Closing the gender gap in heart disease outcomes: rapid change needed
By Rebecca Jenkins
Australian researchers say it is possible to reduce treatment differences between men and women with ST-elevation myocardial infarction (STEMI), but increasingly rapid change is needed to close the gap in the next decade.
Women with acute coronary syndrome were known to receive different treatment from men and to have poorer outcomes, researchers wrote in the MJA, but awareness of the issue had increased in the past two decades, sparking campaigns to improve recognition of heart disease in women and their outcomes.
To assess the situation in Australia, researchers conducted a retrospective study using data from 29,435 patients who presented to NSW hospitals with STEMI for the first time between 2011 and 2020. Patients had a mean age at admission of 66.1 years, and 28.8% of the cohort were women and 71.2% were men.
The data showed rates of timely invasive interventions increased more rapidly for women than men over the study period, and 12-month mortality declined more rapidly. However, considerable sex differences in the management and outcomes for people with STEMI remained.
Of female patients, 71.9% underwent angiography compared with 85.1% of men, and 54.4% of women underwent percutaneous coronary intervention compared with 70% of men.
The proportions of admissions followed by major adverse cardiovascular events or death of any cause were larger for female than male participants (18.4% vs 15% and 14.7% vs 8.5%, respectively).
‘Strategies are available for reducing differences in the management of women and men with STEMI, but they will not be completely overcome in the next ten years without more rapid changes,’ the researchers wrote.
In an accompanying editorial, Dr Esther Davis, Cardiologist and Researcher at the Victorian Heart Hospital, Melbourne, said the reasons for the sex differences were complex and included both sex-specific biological mechanisms in the pathophysiology of cardiac disease and gender-related health disparities.

Point location data
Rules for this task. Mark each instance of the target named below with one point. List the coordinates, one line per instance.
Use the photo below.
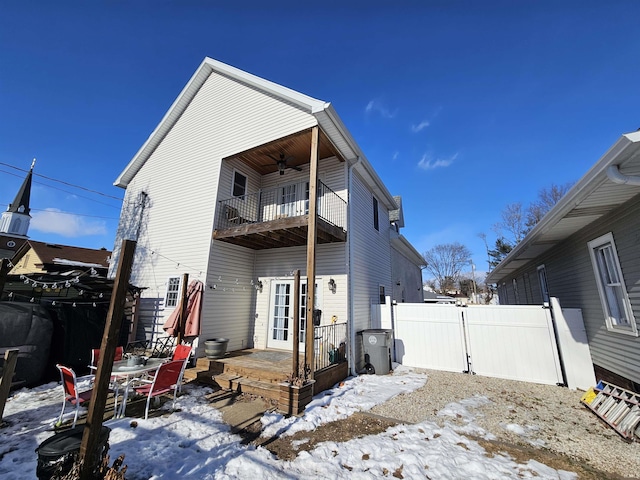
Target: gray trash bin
(376, 343)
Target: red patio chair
(166, 378)
(71, 393)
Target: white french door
(281, 314)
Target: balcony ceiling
(296, 147)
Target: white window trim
(166, 294)
(632, 328)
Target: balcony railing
(280, 203)
(330, 345)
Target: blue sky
(462, 107)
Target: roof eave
(587, 184)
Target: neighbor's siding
(370, 258)
(571, 279)
(181, 179)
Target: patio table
(124, 373)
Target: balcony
(279, 217)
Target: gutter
(350, 326)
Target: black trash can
(61, 450)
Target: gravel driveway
(542, 416)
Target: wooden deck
(258, 372)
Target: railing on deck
(281, 202)
(330, 345)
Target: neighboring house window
(611, 287)
(376, 225)
(514, 282)
(173, 292)
(239, 184)
(544, 288)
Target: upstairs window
(173, 292)
(239, 184)
(376, 225)
(611, 287)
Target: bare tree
(547, 198)
(445, 262)
(513, 223)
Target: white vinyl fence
(530, 343)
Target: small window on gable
(611, 287)
(376, 225)
(239, 184)
(173, 292)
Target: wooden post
(182, 319)
(311, 251)
(4, 270)
(93, 425)
(10, 360)
(295, 368)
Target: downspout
(350, 325)
(613, 173)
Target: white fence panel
(429, 340)
(514, 342)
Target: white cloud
(421, 126)
(55, 221)
(375, 106)
(428, 163)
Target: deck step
(241, 384)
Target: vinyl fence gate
(532, 343)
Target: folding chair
(71, 393)
(165, 379)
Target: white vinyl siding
(611, 286)
(370, 258)
(182, 179)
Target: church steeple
(15, 221)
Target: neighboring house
(40, 257)
(586, 252)
(220, 190)
(14, 223)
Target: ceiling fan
(282, 163)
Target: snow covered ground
(195, 442)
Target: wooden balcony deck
(258, 372)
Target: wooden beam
(295, 367)
(182, 320)
(10, 360)
(93, 425)
(311, 252)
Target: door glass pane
(281, 312)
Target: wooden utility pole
(93, 425)
(311, 251)
(4, 270)
(10, 360)
(295, 368)
(182, 320)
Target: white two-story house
(220, 190)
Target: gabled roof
(326, 116)
(613, 180)
(64, 255)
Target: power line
(69, 213)
(63, 182)
(65, 191)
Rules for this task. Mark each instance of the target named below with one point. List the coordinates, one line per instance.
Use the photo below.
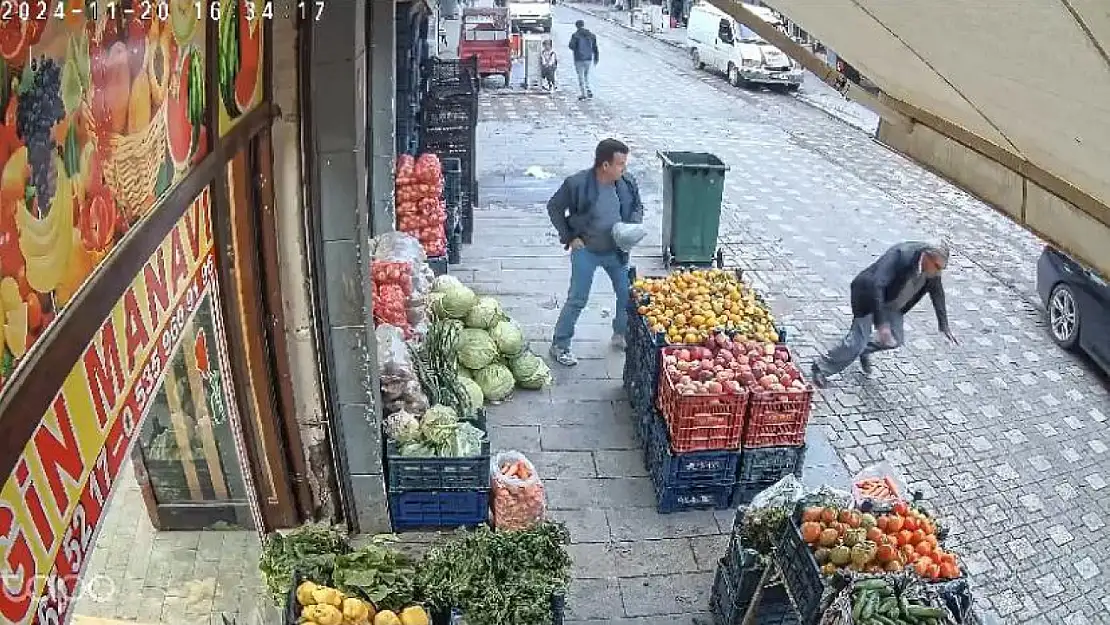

Problems to work on:
(1) In the heart disease article, change "cohort" to "study group" and give the passage again, starting with "Women with acute" and going on through "with STEMI remained.".
(2) In the heart disease article, what percentage of female patients underwent angiography?
(3) Pick up the article on the gender gap in heart disease outcomes after its last sentence and continue it.

Numbered answers:
(1)
Women with acute coronary syndrome were known to receive different treatment from men and to have poorer outcomes, researchers wrote in the MJA, but awareness of the issue had increased in the past two decades, sparking campaigns to improve recognition of heart disease in women and their outcomes.
To assess the situation in Australia, researchers conducted a retrospective study using data from 29,435 patients who presented to NSW hospitals with STEMI for the first time between 2011 and 2020. Patients had a mean age at admission of 66.1 years, and 28.8% of the study group were women and 71.2% were men.
The data showed rates of timely invasive interventions increased more rapidly for women than men over the study period, and 12-month mortality declined more rapidly. However, considerable sex differences in the management and outcomes for people with STEMI remained.

(2) 71.9%

(3)
She noted that female patients in the study were likely to be older at presentation and have higher levels of comorbidity than male patients, which was consistent with previous reports.
Speaking to Medicine Today, Dr Davis, who is also Co-Lead of the Women’s Heart Health Research Challenge at the Monash Victorian Heart Institute, Melbourne, said strategies which could reduce differences included clinician education on the ways cardiovascular disease presented in women and a push to include more women in cardiovascular research.
‘I think most importantly we need to increase public awareness to help women understand their risks of heart disease, what the symptoms of heart attack are and why it is important to present early to hospital,’ Dr Davis said.
‘Heart disease is common in Australian women, but many women do not understand this, so there is a role for GPs to help women understand their risk.’
She noted that many cardiac events were preventable if risk factors were treated appropriately.
‘Helping women know their numbers, blood pressure, cholesterol, and blood sugars, and controlling their risk factors can and will have a big impact in reducing cardiac events for women,’ Dr Davis said.